Text shown -
::::
Canada Place on Jasper Avenue, Sept. 22. The CERB program that was implemented in March ends on Sept. 26. (Corbin Stewart)

The end of CERB and its impact on local residents

CERB is ending soon and many people will be left with difficult decisions moving forward.

By: Corbin Stewart

 

For many Edmontonians this fall, uncertainty is in the air. The days are getting shorter, the weather is getting colder, and COVID-19 is still raging on.

The Canada Emergency Response Benefit (CERB) has been a saving grace for those whose jobs were affected by COVID-19. According to the Canadian Centre for Policy Alternatives, approximately 2.7 million Canadians will be worst off when CERB ends on Sept. 26. Those who are still receiving it will either transition to Employment Insurance (EI) or one of three new temporary benefit programs. The only other option is to go back to work.

James MacPhail, 22, falls into the latter category. Like millions of Canadians, he was temporarily let go from his job in March when all non-essential businesses were closed. He has collected CERB since.

“It’s been a major stress relief and peace of mind to know that there is something helping us out,” says MacPhail.

The new EI model will provide those who are eligible between around $400 and $570 a week depending on your situation. (Corbin Stewart)

MacPhail has been living in the downtown core for three years and works part-time as a line cook at the Cactus Club Cafe on Jasper Avenue while also attending school. When restaurants re-opened in mid-May, MacPhail went back to work but continued to receive CERB payments to help pay for essentials like rent and groceries. Since he currently works part-time and makes less than $1000 during each eligibility period, MacPhail could still collect CERB payments. He says that he is grateful for the help CERB has provided him but hopes that others like himself are ready to get back to work this fall.

“I’m better off coming out the other side of it than having nothing, but I think we need to get back to normalcy.”

A poll about CERB and EI conducted on MacEwan University’s book exchange Facebook page. SOURCE: Survey Monkey

In August, the Liberal government announced a $37 billion plan to revamp the current EI model. To qualify for EI, you need to have at least 120 hours of work logged and receive a minimum of $400 per week. This is a much lower number compared to the old model of between 420 and 700 insurable hours. The three new benefit programs give temporary aid to those who either don’t qualify for EI, have to self-isolate, or are primary caregivers. These programs provide a benefit of $500 per week for up to 26 weeks.

Dante Policicchio, 22, works for the City of Edmonton, testing concrete almost daily along Jasper Avenue and the downtown core. Although he never collected CERB, his temporary contract is ending soon which will place him under the new EI model. Policicchio says that many construction workers go on EI throughout the year, and he is happy that the updated version will be able to potentially accommodate more people.

“The entire construction industry is based on seasonal jobs,” says Policicchio. “For that reason, EI is a good thing because it keeps people wanting to do these jobs.”
::::
Supplied data -
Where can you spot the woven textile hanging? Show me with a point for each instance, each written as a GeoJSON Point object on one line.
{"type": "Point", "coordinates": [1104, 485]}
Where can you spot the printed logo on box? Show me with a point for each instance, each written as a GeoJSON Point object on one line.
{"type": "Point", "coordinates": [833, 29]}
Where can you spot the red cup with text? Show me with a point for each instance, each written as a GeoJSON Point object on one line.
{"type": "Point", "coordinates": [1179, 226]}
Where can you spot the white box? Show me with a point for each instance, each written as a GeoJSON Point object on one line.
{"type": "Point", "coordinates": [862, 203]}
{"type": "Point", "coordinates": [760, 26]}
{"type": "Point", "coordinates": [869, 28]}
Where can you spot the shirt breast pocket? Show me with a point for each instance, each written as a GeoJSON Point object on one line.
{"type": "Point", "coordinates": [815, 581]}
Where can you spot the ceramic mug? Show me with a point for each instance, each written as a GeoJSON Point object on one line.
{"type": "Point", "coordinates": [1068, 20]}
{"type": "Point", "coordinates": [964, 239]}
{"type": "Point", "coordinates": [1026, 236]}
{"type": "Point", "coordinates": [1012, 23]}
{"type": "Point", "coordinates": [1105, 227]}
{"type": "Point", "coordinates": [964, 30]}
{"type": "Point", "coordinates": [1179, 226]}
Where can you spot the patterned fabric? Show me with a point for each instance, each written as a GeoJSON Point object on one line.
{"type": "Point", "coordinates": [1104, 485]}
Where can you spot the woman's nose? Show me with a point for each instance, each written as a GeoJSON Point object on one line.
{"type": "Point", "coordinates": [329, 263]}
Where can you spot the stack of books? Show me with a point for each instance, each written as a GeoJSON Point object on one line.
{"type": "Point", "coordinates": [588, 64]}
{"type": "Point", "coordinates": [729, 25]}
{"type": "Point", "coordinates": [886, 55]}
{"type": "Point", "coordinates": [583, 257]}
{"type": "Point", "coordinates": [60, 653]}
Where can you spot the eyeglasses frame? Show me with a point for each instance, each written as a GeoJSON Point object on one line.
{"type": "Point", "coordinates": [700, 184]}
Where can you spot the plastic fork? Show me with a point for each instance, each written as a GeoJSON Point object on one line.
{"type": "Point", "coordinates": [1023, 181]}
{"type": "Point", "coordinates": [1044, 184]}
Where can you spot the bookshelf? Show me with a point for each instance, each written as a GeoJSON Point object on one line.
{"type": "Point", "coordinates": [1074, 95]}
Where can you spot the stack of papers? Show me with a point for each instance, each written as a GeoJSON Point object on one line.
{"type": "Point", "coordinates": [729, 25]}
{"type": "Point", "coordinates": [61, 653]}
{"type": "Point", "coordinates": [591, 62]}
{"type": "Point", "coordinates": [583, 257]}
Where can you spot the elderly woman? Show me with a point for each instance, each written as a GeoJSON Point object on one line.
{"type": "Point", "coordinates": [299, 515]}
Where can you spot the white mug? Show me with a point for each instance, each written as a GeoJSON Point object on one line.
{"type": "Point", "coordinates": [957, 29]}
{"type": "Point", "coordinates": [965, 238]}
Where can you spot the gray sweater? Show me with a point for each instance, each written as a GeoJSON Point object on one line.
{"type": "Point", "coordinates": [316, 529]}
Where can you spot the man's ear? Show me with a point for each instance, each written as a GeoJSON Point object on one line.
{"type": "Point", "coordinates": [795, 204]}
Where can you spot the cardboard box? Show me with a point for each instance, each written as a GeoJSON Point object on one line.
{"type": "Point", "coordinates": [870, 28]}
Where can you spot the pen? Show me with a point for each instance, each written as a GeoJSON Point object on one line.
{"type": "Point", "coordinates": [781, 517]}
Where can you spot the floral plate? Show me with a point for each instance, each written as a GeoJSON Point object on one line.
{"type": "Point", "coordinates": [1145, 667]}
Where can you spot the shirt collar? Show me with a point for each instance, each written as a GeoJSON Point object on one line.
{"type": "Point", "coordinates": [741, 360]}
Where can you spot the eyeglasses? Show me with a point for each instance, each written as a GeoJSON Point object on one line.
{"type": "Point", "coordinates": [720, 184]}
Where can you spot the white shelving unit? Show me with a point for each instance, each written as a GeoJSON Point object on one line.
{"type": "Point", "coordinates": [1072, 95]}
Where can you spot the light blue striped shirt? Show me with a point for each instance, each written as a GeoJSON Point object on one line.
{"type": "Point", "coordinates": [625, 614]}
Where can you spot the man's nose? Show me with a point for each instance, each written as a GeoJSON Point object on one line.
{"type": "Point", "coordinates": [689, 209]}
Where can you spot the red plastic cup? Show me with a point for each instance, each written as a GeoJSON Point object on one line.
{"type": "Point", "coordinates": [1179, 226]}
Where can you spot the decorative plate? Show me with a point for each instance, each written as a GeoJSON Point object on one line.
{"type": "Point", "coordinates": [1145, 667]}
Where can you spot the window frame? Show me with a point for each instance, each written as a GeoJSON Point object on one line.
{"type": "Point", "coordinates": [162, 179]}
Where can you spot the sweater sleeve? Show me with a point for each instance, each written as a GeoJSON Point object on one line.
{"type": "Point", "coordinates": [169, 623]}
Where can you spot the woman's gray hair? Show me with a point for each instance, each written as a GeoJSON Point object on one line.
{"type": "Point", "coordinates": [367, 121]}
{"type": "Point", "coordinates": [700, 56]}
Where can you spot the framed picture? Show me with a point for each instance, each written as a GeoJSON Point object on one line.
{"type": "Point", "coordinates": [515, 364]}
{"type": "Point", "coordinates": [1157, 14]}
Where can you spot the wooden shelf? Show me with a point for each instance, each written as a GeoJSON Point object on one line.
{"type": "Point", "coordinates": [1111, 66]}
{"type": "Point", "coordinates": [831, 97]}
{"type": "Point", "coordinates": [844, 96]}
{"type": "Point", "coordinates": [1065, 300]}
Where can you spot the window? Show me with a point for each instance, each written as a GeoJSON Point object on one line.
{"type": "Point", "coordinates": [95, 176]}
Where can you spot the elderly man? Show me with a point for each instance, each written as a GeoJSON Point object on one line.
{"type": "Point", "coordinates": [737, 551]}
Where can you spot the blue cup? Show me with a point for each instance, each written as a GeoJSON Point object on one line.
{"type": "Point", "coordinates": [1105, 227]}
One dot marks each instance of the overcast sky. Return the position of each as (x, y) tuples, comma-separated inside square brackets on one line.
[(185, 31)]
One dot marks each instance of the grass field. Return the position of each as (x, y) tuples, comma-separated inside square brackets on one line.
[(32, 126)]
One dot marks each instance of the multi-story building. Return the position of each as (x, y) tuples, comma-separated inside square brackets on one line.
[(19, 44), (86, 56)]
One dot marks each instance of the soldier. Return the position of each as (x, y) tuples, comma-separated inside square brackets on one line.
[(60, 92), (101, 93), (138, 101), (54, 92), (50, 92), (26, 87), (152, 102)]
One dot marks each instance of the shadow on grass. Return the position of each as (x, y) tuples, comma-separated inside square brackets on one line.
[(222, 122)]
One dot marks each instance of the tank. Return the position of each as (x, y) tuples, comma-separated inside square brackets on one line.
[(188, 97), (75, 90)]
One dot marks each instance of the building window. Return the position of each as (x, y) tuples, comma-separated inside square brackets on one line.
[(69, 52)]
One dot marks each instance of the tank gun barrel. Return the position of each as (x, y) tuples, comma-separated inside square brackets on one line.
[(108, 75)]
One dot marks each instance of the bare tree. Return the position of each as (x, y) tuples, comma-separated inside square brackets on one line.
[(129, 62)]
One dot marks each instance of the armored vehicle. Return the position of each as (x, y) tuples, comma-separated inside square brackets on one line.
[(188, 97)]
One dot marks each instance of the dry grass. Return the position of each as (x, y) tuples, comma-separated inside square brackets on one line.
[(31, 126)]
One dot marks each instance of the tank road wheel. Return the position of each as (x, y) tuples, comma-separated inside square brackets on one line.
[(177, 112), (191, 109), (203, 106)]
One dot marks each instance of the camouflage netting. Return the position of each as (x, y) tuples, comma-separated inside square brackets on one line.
::::
Try it - Copy the CERB article starting with "In August, the" and going on through "to 26 weeks.", changing "120 hours" to "150 hours".

Exercise answer -
In August, the Liberal government announced a $37 billion plan to revamp the current EI model. To qualify for EI, you need to have at least 150 hours of work logged and receive a minimum of $400 per week. This is a much lower number compared to the old model of between 420 and 700 insurable hours. The three new benefit programs give temporary aid to those who either don’t qualify for EI, have to self-isolate, or are primary caregivers. These programs provide a benefit of $500 per week for up to 26 weeks.